───── 阅读材料 ─────

深度学习系列83：使用outetts

1. 介绍

模型采用 LLaMa 架构基础，结合 WavTokenizer 音频标记化技术，将连续音频波形转换为离散令牌序列，每秒处理 150 个令牌。v2版本通过 CTC 强制对齐技术，实现文本与音频的精确映射，无需预处理即可生成时间戳对齐的语音流；v3版本使用whisper进行文本对齐。窗口化重复惩罚机制的引入，显著提升了语音输出的连贯性和自然度，尤其在长文本合成中表现稳定。

多语言支持是其核心亮点之一。模型直接支持英语、中文、阿拉伯语等 20 余种语言的文本输入，无需罗马化处理。训练数据覆盖高资源语言（如英语、中文）和中等资源语言（如葡萄牙语、波斯语），未训练语言也可生成语音但效果有限。

2. 中文使用方式

目前outetts不支持中文，所以要做些特别处理：

首先安装whisper-timestamped：pip3 install whisper-timestamped
然后安装outetts：pip3 install outetts==0.4.4
打开site-package里面的outetts/whisper/transcribe.py，将第一行改为：
import whisper_timestamped as whisper
将第17行改为text = whisper.transcribe(model, audio_path, language='zh',initial_prompt='普通话')
打开site-package里面的outetts/version/v3/audio_processor.py，将第226行改为：
words.extend([{'word': i['text'].strip(), 'start': float(i['start']), 'end': float(i['end'])} for i in s['words']])

3. 测试代码

首先出啊给你家爱你一个interface

复制代码

import outetts
interface = outetts.Interface(
    config=outetts.ModelConfig.auto_config(
        model=outetts.Models.VERSION_1_0_SIZE_1B,
        backend=outetts.Backend.LLAMACPP,
        quantization=outetts.LlamaCppQuantization.Q8_0,      
    )
)

─────

__书面题目 A__
请说出下方记录中含有字符串“plant”的行数，只写数字。

───── 可用数据 ─────

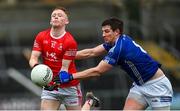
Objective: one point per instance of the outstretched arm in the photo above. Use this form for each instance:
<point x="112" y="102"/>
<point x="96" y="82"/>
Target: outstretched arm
<point x="95" y="71"/>
<point x="102" y="67"/>
<point x="90" y="52"/>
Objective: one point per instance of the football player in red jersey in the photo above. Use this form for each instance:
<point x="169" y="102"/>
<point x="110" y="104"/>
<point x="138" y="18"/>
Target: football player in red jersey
<point x="57" y="48"/>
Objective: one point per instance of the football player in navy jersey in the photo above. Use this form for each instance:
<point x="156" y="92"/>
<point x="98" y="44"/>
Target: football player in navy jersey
<point x="150" y="87"/>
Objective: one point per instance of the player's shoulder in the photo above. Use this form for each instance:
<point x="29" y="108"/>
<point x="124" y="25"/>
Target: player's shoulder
<point x="69" y="37"/>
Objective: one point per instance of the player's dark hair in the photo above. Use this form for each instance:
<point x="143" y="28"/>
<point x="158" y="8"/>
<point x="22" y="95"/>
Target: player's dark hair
<point x="63" y="9"/>
<point x="115" y="23"/>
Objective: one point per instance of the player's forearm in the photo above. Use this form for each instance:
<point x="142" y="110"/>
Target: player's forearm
<point x="33" y="62"/>
<point x="92" y="72"/>
<point x="84" y="54"/>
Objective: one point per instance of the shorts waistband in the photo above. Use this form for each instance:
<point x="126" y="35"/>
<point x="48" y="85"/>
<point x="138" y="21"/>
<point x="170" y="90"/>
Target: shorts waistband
<point x="155" y="80"/>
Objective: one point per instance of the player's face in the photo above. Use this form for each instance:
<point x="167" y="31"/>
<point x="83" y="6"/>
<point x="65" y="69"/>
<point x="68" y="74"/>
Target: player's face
<point x="58" y="18"/>
<point x="109" y="35"/>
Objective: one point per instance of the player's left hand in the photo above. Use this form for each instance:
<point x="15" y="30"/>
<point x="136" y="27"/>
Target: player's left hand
<point x="65" y="77"/>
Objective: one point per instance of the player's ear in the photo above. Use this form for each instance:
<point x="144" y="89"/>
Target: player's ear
<point x="67" y="21"/>
<point x="117" y="31"/>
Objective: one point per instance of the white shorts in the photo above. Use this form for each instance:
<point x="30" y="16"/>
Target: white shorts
<point x="155" y="93"/>
<point x="71" y="96"/>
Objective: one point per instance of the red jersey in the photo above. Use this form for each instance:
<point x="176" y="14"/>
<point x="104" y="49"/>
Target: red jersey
<point x="53" y="50"/>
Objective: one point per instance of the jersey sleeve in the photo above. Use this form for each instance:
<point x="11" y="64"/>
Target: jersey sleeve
<point x="114" y="54"/>
<point x="70" y="51"/>
<point x="37" y="43"/>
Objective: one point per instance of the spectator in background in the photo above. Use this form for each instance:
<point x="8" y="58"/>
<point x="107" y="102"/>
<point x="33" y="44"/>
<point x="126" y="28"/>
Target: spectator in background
<point x="57" y="48"/>
<point x="150" y="88"/>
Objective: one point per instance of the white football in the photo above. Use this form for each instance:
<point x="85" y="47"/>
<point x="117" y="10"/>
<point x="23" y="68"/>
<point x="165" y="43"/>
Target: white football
<point x="41" y="75"/>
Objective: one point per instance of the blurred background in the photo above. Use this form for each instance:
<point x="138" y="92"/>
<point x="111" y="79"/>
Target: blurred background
<point x="152" y="23"/>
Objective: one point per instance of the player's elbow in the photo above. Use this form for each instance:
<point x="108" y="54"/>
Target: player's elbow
<point x="98" y="72"/>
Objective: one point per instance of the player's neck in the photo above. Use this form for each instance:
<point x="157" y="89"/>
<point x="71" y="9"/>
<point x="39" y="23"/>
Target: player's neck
<point x="57" y="32"/>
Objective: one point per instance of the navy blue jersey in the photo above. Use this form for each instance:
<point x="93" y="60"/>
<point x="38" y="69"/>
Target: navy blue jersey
<point x="132" y="58"/>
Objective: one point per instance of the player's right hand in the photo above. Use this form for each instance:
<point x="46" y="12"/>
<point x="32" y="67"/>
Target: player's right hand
<point x="51" y="87"/>
<point x="65" y="77"/>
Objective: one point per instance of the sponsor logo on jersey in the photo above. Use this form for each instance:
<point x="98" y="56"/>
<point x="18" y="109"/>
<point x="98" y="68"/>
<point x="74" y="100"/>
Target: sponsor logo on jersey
<point x="71" y="52"/>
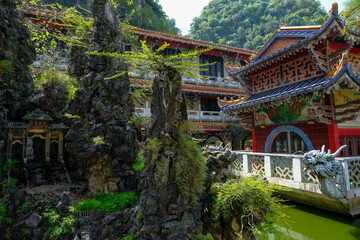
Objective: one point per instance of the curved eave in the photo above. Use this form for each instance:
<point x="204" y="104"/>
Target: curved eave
<point x="334" y="17"/>
<point x="299" y="88"/>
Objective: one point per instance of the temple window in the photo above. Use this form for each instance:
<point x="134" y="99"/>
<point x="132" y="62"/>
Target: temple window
<point x="209" y="104"/>
<point x="214" y="70"/>
<point x="288" y="142"/>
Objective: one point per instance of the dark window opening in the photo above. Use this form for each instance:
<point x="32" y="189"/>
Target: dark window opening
<point x="214" y="70"/>
<point x="288" y="142"/>
<point x="209" y="104"/>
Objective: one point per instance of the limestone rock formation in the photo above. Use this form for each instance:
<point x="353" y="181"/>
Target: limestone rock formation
<point x="167" y="213"/>
<point x="102" y="141"/>
<point x="16" y="54"/>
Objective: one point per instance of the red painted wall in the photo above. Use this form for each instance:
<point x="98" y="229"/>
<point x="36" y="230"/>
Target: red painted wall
<point x="317" y="133"/>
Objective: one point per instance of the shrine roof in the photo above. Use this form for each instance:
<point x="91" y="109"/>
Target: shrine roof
<point x="308" y="33"/>
<point x="57" y="126"/>
<point x="17" y="125"/>
<point x="299" y="88"/>
<point x="37" y="115"/>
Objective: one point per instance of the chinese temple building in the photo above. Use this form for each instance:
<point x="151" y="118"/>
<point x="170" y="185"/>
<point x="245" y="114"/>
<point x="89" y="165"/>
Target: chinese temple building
<point x="302" y="90"/>
<point x="201" y="93"/>
<point x="35" y="140"/>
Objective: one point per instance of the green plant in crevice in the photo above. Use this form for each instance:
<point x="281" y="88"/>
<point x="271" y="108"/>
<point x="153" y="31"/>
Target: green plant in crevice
<point x="4" y="219"/>
<point x="6" y="69"/>
<point x="153" y="147"/>
<point x="24" y="207"/>
<point x="99" y="140"/>
<point x="64" y="81"/>
<point x="139" y="164"/>
<point x="190" y="166"/>
<point x="58" y="225"/>
<point x="106" y="202"/>
<point x="250" y="201"/>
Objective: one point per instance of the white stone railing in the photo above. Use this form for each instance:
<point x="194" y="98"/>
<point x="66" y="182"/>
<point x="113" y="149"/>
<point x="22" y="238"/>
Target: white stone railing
<point x="196" y="116"/>
<point x="205" y="81"/>
<point x="291" y="167"/>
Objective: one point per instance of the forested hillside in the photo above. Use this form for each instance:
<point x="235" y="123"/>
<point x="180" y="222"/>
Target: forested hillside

─────

__书面题目 B__
把上面那篇 outetts 教程中从“首先安装whisper-timestamped：pip3 install whisper-timestamped”起、到“i in s['words']])”止的部分一字不差地抄写下来。

__结果 A__
2

__结果 B__
首先安装whisper-timestamped：pip3 install whisper-timestamped
然后安装outetts：pip3 install outetts==0.4.4
打开site-package里面的outetts/whisper/transcribe.py，将第一行改为：
import whisper_timestamped as whisper
将第17行改为text = whisper.transcribe(model, audio_path, language='zh',initial_prompt='普通话')
打开site-package里面的outetts/version/v3/audio_processor.py，将第226行改为：
words.extend([{'word': i['text'].strip(), 'start': float(i['start']), 'end': float(i['end'])} for i in s['words']])